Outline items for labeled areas
++++++

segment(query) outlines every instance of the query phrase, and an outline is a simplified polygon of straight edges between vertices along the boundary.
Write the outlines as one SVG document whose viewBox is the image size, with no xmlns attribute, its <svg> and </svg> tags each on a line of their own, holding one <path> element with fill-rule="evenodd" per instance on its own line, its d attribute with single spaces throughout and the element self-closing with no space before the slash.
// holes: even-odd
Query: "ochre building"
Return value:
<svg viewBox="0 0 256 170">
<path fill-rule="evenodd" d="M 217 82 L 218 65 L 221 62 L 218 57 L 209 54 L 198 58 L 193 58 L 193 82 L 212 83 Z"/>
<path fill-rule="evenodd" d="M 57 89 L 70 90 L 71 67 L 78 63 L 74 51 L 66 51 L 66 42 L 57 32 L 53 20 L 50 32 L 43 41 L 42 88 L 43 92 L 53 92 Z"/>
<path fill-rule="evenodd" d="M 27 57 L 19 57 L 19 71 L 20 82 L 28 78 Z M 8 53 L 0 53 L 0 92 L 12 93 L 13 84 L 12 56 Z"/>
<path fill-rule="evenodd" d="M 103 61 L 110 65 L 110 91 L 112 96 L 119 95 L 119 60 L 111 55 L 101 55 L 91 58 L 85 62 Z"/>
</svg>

++++++

**YOUR GOAL**
Write out every line of the records above without changing anything.

**WRITTEN SOLUTION**
segment(query) outlines every instance of the query phrase, and an outline is a simplified polygon of straight edges between vertices along the boundary.
Write the outlines as one SVG document whose viewBox is the image size, with no xmlns attribute, its <svg> and </svg> tags each on a line of their own, holding one <path> element with fill-rule="evenodd" per instance on its own line, its d attribute with single spaces throughout and the element self-closing with no space before the slash.
// holes: even-odd
Query: "ochre building"
Return value:
<svg viewBox="0 0 256 170">
<path fill-rule="evenodd" d="M 217 82 L 218 65 L 221 62 L 218 57 L 209 54 L 198 58 L 193 58 L 193 82 L 212 83 Z"/>
<path fill-rule="evenodd" d="M 57 89 L 70 90 L 71 67 L 78 63 L 74 51 L 66 51 L 66 42 L 57 32 L 53 20 L 50 32 L 43 41 L 42 88 L 43 92 L 53 92 Z"/>
<path fill-rule="evenodd" d="M 27 57 L 19 57 L 19 71 L 20 82 L 28 78 Z M 8 53 L 0 53 L 0 92 L 12 93 L 13 84 L 12 56 Z"/>
<path fill-rule="evenodd" d="M 103 61 L 110 65 L 110 91 L 112 96 L 119 95 L 119 60 L 111 55 L 101 55 L 91 58 L 85 62 Z"/>
</svg>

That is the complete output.